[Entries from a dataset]
▼

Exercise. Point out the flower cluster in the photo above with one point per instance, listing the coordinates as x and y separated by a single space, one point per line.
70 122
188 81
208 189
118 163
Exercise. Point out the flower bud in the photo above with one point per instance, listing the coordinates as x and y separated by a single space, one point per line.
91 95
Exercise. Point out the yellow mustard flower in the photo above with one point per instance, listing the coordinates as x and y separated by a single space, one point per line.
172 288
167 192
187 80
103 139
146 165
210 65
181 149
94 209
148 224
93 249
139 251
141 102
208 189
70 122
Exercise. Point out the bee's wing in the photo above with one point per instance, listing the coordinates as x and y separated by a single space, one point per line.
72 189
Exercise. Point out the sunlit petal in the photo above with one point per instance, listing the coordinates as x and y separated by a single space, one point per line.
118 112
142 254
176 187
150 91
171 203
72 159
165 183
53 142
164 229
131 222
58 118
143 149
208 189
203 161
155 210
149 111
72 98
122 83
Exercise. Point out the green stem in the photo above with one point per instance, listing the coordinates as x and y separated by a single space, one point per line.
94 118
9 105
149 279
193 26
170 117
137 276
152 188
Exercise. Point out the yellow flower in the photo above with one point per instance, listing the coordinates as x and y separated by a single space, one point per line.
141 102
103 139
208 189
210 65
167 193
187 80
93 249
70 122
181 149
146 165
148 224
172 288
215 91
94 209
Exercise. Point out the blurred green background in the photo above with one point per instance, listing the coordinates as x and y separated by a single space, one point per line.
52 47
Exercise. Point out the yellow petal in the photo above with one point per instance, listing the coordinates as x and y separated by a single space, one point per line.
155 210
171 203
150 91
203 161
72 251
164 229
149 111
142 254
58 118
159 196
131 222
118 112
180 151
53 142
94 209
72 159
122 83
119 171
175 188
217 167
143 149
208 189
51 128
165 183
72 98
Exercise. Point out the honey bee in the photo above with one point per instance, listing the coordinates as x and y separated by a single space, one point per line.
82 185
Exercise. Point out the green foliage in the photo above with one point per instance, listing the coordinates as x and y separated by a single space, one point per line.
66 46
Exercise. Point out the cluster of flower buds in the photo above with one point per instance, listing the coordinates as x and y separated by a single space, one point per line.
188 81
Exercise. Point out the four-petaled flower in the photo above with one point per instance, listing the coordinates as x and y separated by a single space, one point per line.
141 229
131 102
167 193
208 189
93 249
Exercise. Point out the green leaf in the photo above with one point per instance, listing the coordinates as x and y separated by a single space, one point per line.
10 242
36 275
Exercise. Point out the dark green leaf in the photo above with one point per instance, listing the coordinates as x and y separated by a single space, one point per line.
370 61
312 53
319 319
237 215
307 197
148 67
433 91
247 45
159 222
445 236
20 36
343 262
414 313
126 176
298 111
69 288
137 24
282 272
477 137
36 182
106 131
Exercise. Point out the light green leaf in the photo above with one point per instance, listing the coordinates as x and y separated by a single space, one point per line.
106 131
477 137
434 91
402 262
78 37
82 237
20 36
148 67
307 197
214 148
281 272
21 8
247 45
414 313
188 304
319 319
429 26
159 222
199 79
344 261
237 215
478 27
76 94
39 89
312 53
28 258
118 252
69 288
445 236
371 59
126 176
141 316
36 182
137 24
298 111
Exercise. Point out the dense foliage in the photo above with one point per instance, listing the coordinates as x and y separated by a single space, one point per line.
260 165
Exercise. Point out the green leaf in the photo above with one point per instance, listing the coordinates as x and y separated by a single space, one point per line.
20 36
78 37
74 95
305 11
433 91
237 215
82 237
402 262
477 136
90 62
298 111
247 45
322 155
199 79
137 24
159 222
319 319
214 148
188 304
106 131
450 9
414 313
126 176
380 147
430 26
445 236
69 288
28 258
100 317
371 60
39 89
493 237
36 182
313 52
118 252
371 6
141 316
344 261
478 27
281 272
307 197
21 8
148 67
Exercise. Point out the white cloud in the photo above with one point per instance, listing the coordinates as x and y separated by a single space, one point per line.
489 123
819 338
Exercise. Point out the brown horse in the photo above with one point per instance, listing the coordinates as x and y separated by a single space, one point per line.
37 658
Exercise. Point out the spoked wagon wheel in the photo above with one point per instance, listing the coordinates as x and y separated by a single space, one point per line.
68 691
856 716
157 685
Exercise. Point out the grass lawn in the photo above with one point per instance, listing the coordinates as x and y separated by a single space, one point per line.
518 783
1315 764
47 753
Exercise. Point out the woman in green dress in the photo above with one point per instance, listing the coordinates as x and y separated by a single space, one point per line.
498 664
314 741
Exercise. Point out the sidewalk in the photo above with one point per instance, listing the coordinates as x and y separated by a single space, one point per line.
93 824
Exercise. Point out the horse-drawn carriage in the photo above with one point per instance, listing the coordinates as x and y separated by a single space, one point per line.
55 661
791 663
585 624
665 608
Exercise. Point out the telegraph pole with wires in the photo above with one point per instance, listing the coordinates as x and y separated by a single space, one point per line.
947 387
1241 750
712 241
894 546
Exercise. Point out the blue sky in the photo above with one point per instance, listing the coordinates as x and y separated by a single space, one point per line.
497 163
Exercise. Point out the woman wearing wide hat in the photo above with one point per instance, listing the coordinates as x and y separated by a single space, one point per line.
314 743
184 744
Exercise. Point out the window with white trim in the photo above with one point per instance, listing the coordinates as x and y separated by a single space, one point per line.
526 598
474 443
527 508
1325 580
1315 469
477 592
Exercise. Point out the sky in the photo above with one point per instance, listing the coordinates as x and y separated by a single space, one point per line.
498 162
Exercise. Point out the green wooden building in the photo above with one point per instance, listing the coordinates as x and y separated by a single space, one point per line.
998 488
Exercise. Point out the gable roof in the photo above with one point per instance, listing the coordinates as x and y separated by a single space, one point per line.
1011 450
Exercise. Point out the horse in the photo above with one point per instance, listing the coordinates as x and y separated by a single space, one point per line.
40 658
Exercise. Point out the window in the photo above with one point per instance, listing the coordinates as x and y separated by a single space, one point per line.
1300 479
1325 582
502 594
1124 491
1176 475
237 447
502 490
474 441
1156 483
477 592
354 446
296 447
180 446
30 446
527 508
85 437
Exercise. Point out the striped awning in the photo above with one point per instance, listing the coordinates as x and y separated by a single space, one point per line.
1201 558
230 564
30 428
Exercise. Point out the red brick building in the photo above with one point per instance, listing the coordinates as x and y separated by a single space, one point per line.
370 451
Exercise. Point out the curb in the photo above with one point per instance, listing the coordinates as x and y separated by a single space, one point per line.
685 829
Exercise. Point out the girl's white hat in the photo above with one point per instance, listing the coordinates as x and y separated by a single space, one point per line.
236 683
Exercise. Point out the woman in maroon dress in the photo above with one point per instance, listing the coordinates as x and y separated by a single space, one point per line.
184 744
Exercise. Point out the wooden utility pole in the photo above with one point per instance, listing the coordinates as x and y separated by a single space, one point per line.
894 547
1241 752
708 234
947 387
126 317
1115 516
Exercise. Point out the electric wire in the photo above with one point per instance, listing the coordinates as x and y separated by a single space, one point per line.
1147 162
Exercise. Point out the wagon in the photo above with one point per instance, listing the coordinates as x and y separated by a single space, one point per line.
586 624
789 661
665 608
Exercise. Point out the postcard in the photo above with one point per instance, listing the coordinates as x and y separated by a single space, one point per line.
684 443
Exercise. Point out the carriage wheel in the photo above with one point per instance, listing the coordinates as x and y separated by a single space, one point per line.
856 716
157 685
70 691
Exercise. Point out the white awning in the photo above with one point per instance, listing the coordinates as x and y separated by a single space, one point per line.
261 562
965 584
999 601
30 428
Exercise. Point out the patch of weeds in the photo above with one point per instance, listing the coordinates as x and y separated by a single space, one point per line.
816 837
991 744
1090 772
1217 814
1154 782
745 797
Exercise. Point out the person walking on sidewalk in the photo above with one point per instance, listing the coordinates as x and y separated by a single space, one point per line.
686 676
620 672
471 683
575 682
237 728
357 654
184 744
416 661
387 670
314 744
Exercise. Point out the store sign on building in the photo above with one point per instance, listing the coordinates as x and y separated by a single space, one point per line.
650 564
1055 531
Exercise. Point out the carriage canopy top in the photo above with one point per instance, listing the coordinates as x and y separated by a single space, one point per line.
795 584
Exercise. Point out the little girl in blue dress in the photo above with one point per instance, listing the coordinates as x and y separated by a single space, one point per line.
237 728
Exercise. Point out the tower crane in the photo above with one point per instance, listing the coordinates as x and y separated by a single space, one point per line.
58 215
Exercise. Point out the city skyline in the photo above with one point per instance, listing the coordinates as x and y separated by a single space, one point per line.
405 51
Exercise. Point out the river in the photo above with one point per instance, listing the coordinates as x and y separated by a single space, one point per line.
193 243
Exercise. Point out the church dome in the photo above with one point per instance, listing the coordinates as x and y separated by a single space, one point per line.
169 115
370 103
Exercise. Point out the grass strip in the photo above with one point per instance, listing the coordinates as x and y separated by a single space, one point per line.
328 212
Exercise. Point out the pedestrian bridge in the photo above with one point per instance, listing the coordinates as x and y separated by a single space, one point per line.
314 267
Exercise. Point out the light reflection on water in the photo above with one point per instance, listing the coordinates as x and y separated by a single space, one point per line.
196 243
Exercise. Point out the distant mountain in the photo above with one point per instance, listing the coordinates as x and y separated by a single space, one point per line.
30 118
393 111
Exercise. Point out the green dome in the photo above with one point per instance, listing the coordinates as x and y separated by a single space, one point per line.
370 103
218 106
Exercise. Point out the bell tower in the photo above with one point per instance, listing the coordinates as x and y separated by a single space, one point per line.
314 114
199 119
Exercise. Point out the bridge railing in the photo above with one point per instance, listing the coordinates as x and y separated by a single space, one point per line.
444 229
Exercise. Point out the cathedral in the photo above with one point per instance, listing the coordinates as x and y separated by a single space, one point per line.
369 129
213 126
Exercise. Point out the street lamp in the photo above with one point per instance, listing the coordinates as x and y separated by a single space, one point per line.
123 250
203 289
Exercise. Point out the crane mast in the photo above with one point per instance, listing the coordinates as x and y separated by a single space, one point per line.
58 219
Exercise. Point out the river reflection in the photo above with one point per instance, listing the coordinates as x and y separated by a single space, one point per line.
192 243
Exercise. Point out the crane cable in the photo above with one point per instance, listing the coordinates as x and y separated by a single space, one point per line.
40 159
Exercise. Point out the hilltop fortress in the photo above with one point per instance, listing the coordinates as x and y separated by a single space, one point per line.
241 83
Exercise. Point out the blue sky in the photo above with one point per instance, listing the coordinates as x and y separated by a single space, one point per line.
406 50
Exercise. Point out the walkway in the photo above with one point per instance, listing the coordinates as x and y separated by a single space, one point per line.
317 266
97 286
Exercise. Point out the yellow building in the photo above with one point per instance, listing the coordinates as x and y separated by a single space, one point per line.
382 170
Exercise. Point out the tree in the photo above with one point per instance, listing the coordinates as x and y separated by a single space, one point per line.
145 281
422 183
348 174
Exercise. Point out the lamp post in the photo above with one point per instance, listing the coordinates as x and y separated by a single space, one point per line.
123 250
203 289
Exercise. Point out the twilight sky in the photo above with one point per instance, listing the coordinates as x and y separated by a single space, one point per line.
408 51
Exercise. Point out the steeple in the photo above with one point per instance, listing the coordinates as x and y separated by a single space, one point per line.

▲

[Exercise aim]:
Exactly as written, give the line containing "Exercise. Point out the tree" and all remaining lines of the records.

[Result]:
Exercise. Point out the tree in the photo above with one point per instance, listing the coordinates as x and y separated by a single space, one point per line.
145 281
422 183
348 174
Exercise. Point out the lamp post in the photo above with one point per instance, listing the coordinates as x and y separated by a single space, one point per line.
123 250
203 289
Exercise. Point out the twilight sky in the photo above with one point per instance, listing the coordinates as x and y separated by a single space, one point per line.
408 51
Exercise. Point out the steeple in the photo above with one point per instance, listing the coordinates as x and y separated by a single space, one point per line.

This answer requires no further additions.